*** EXCERPT PROVIDED
After students have had about two minutes to familiarize themselves with the statements on the pre-assessment I put a picture (quad_pic) of a generic quadratic function on the board. Then I ask students to work through each statement on the pre-assessment with their partner. I tell them to make comments on the side of the paper. For each statement they should either agree or disagree and then explain to their partner why they made their choice (MP3). I want students to eveentually explain their thinking in writing, but not until the next portion of the lesson.

Before letting them get to work, I remind students that my picture is of one quadratic function not all quadratic functions. Others may have a different appearance on a graph.

15 minutes

After my students have work through the pre-assessment, I give them the quadratics_intro_investigation. This resource contains picture of several different quadratic functions. I provide it as evidence that for students to consider as they gather the data they need to successfully agree or disagree with each statement on the pre-assessment.

I plan to move slowly during this portion of the lesson. I intend for my students to make meaning of each statement and then find confirming or contradictory evidence in the pictures. I want students to use repeated reasoning (MP8) to construct a robust mental image as we begin a unit on quadratic equations.

After a suitable amount of time for exploration and partner work, I will bring the class back together to discuss their solutions. I plan to ask several students to provide evidence of their thinking, and to explain their thinking (**MP3**). As we discuss, I make sure to have the correct pictures displayed, so that students can easily refer to them when providing their evidence.
******
## WHAT IS NEEDED
Copy the passage from the lesson description word for word, starting with "Before letting them" and going on through "on a graph.". The material that follows has no connection to the lesson description above.
*** ROWS
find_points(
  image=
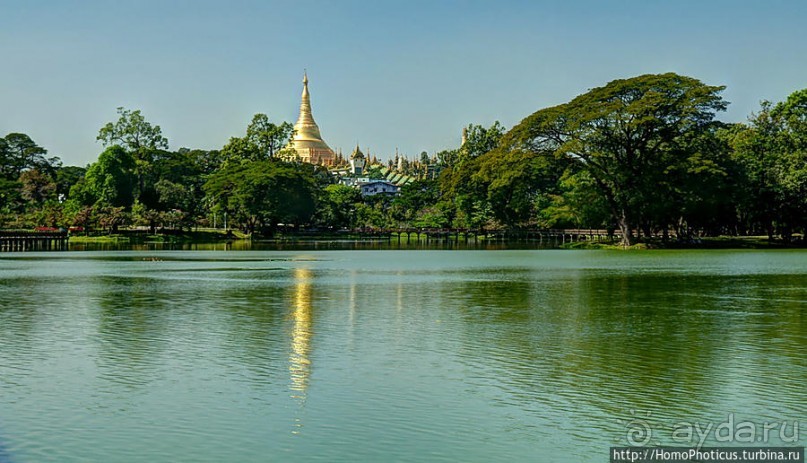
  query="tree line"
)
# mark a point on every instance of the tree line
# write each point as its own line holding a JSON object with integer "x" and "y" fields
{"x": 646, "y": 156}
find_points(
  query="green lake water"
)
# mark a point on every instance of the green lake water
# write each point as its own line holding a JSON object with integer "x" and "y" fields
{"x": 417, "y": 355}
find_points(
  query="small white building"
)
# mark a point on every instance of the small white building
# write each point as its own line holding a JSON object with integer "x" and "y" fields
{"x": 377, "y": 187}
{"x": 357, "y": 161}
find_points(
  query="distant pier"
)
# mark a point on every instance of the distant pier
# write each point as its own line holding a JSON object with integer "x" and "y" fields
{"x": 20, "y": 241}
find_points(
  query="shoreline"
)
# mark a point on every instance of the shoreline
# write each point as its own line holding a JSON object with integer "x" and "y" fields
{"x": 221, "y": 237}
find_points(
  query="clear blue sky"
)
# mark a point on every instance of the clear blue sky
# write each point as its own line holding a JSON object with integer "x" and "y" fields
{"x": 406, "y": 74}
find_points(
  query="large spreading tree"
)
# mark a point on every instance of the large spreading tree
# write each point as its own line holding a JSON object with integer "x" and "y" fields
{"x": 626, "y": 135}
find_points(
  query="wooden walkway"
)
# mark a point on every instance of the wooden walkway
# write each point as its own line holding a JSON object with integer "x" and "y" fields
{"x": 548, "y": 236}
{"x": 11, "y": 240}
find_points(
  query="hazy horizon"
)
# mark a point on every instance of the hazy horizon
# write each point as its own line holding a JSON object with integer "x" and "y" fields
{"x": 386, "y": 75}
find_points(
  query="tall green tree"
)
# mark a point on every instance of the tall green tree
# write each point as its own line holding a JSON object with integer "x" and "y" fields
{"x": 262, "y": 194}
{"x": 110, "y": 181}
{"x": 263, "y": 140}
{"x": 133, "y": 132}
{"x": 18, "y": 153}
{"x": 623, "y": 134}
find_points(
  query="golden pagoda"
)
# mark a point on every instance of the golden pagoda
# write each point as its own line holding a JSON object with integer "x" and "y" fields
{"x": 307, "y": 141}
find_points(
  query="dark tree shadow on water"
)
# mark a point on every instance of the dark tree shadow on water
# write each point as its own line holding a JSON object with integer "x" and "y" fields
{"x": 5, "y": 455}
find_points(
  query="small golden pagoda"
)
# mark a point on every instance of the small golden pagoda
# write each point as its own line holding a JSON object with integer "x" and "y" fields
{"x": 307, "y": 141}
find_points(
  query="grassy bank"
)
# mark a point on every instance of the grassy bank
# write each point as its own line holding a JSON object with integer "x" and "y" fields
{"x": 719, "y": 242}
{"x": 203, "y": 236}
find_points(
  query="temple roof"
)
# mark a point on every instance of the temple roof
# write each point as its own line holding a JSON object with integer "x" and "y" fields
{"x": 357, "y": 154}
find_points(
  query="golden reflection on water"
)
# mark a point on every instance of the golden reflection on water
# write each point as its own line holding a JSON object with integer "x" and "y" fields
{"x": 299, "y": 358}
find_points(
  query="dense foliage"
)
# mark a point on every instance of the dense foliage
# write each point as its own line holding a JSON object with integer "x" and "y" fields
{"x": 644, "y": 155}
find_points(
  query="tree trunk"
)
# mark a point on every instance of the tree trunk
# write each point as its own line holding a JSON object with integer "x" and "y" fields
{"x": 624, "y": 227}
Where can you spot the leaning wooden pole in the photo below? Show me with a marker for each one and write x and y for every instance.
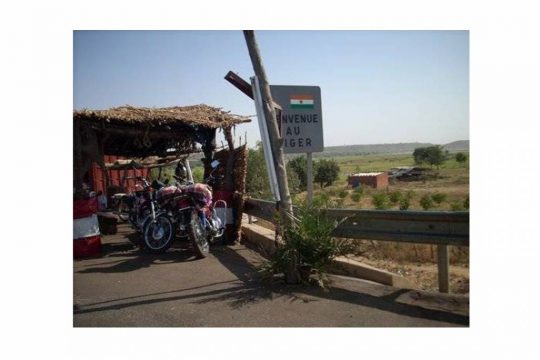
(271, 121)
(285, 203)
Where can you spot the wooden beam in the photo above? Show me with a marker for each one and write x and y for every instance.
(285, 203)
(443, 265)
(244, 86)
******
## REPLY
Before letting them get to work, I remind students that my picture is of one quadratic function not all quadratic functions. Others may have a different appearance on a graph.